Directions: Each line of the data should be given again exactly.

Source information:
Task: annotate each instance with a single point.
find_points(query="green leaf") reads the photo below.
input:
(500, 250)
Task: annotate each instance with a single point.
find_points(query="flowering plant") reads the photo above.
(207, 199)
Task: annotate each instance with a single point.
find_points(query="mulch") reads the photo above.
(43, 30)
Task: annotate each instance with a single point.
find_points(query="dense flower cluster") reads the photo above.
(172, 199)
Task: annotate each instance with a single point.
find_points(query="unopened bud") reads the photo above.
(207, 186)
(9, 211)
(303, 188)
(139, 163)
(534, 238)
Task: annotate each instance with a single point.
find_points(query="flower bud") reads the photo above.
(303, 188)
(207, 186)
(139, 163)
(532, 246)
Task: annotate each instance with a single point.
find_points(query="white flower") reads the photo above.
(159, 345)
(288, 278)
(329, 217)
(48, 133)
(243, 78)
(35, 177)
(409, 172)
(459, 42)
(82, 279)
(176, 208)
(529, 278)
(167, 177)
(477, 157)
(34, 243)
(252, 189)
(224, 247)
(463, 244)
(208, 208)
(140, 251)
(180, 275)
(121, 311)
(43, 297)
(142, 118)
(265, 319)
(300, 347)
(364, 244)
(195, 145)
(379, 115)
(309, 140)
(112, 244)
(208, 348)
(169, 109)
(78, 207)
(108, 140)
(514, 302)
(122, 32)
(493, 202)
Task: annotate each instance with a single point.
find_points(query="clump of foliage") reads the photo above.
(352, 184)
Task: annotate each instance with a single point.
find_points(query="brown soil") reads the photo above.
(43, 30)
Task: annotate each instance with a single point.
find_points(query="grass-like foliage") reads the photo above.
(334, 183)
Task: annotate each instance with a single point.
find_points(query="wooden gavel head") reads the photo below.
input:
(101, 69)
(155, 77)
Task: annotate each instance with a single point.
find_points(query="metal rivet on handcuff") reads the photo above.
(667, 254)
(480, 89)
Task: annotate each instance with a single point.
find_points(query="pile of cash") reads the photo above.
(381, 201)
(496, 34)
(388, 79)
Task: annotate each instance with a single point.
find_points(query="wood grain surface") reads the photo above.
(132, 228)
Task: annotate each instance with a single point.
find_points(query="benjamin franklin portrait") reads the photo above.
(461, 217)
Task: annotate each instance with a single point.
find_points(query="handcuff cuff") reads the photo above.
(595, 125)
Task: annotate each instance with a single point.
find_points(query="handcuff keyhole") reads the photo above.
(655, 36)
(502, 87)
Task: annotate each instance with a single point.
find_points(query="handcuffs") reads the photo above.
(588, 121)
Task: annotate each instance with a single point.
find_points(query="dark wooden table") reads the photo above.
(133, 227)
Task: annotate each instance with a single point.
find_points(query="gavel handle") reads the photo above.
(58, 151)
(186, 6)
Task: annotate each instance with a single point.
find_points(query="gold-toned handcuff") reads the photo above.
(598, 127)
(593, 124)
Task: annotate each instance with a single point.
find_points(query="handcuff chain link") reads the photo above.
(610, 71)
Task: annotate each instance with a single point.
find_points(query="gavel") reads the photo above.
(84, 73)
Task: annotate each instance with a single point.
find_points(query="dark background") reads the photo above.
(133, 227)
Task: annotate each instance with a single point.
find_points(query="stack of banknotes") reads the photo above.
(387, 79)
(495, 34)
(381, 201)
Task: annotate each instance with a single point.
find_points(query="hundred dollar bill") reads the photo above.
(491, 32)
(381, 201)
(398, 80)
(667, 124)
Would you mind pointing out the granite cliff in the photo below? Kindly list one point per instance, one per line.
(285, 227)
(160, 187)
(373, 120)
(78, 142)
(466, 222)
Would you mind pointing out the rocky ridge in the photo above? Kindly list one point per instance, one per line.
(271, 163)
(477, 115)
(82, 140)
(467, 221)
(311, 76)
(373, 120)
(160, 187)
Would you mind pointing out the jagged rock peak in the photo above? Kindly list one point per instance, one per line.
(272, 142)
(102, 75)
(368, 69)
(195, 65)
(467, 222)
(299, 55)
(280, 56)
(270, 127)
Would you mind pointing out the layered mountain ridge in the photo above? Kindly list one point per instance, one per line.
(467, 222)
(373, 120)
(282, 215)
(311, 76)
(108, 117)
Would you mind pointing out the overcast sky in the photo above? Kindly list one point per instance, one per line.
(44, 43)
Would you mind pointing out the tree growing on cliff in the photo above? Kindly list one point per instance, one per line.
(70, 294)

Answer to this problem:
Task: annotate each instance with a single point.
find_points(query="green leaf") reads the photo below.
input:
(500, 250)
Task: annotate each instance with a single point.
find_points(query="flowering plant") reads the photo above.
(207, 199)
Task: annotate each instance with a single point.
find_points(query="mulch") reads the photo above.
(43, 30)
Task: annotate each instance with a single point.
find_points(query="dense flower cluster") reads the photo above.
(172, 199)
Task: annotate each instance with a single point.
find_points(query="unopened bud") reads the photo above.
(207, 186)
(9, 211)
(303, 188)
(139, 163)
(534, 238)
Task: annotate each instance with a single point.
find_points(query="flower bud") reads the photo above.
(303, 188)
(207, 186)
(139, 163)
(532, 246)
Task: annotate each instance with a single point.
find_points(query="white flower") reads the photo above.
(159, 345)
(288, 278)
(329, 217)
(48, 133)
(243, 78)
(35, 177)
(409, 172)
(459, 42)
(82, 279)
(176, 208)
(529, 278)
(167, 177)
(477, 157)
(34, 243)
(252, 189)
(224, 247)
(463, 244)
(208, 208)
(140, 251)
(180, 275)
(121, 311)
(43, 297)
(142, 118)
(265, 319)
(300, 347)
(364, 244)
(195, 145)
(379, 115)
(309, 140)
(112, 244)
(208, 348)
(169, 109)
(78, 207)
(108, 140)
(514, 302)
(122, 32)
(493, 202)
Task: annotate each instance with a single point.
find_points(query="clump of foliage") reads the photo above.
(352, 184)
Task: annotate each instance with a single point.
find_points(query="brown soil") reads the photo above.
(43, 30)
Task: annotate each instance with a single point.
find_points(query="grass-like foliage") reads the photo above.
(334, 183)
Task: annotate each instance with a single point.
find_points(query="wooden gavel head") reads the photo below.
input:
(101, 69)
(155, 77)
Task: annotate each instance with a single point.
find_points(query="metal rivet on handcuff") reads the photo above.
(667, 254)
(480, 89)
Task: annotate each instance with a single point.
find_points(query="pile of cash") reads the photo above.
(381, 201)
(496, 34)
(388, 79)
Task: annotate each instance with a single point.
find_points(query="wood grain surface") reads the photo above.
(132, 228)
Task: annotate each instance with a single point.
find_points(query="benjamin franklin portrait") reads the photo above.
(461, 217)
Task: annotate each instance with a single point.
find_points(query="handcuff cuff") reads the photo above.
(595, 125)
Task: annotate each instance with a single point.
find_points(query="handcuff keyhole") reads the photo above.
(655, 36)
(502, 87)
Task: annotate each instance with a single point.
find_points(query="handcuffs") reads the photo above.
(588, 121)
Task: annotate each instance with a single point.
find_points(query="dark wooden table") reads the photo above.
(133, 227)
Task: annotate each instance with a single point.
find_points(query="gavel handle") reads the photo above.
(58, 151)
(186, 6)
Task: annotate each instance with a single point.
find_points(query="gold-toned handcuff") reads the photo above.
(598, 127)
(593, 124)
Task: annotate each instance with a single point.
find_points(query="handcuff chain link") reads the photo above.
(610, 71)
Task: annotate each instance with a single point.
find_points(query="gavel") reads the photo above.
(84, 73)
Task: annotate each instance with a single point.
find_points(query="dark background") reads the photo above.
(133, 227)
Task: annotate each instance with a single point.
find_points(query="stack of banknotes") reads the photo above.
(387, 79)
(495, 34)
(381, 201)
Task: annotate each instance with a single point.
find_points(query="hundred dollar bill") reads the photo above.
(491, 32)
(381, 201)
(398, 80)
(667, 124)
Would you mind pointing out the granite cliff in the photo below? Kindly list one point per instance, one per line.
(285, 227)
(160, 187)
(373, 120)
(78, 142)
(466, 222)
Would you mind pointing out the rocky ridge in the photo above? Kindly list one point per instance, one per line.
(271, 163)
(477, 115)
(82, 140)
(467, 221)
(311, 76)
(373, 120)
(160, 187)
Would you mind pointing out the jagged rock peak in the photo above? Kindly list one point per instance, one per line.
(272, 142)
(102, 75)
(368, 69)
(195, 65)
(467, 222)
(299, 55)
(280, 56)
(270, 127)
Would you mind pointing out the layered mountain ridge in the photo above? Kindly list one point per instance, one per line.
(467, 222)
(373, 120)
(282, 215)
(311, 76)
(108, 117)
Would you mind pointing out the overcast sky in the photo above? Kindly list one point per instance, one per line.
(44, 43)
Would you mind pointing out the tree growing on cliff in the photo above? Kindly list one point per instance, one per line.
(70, 294)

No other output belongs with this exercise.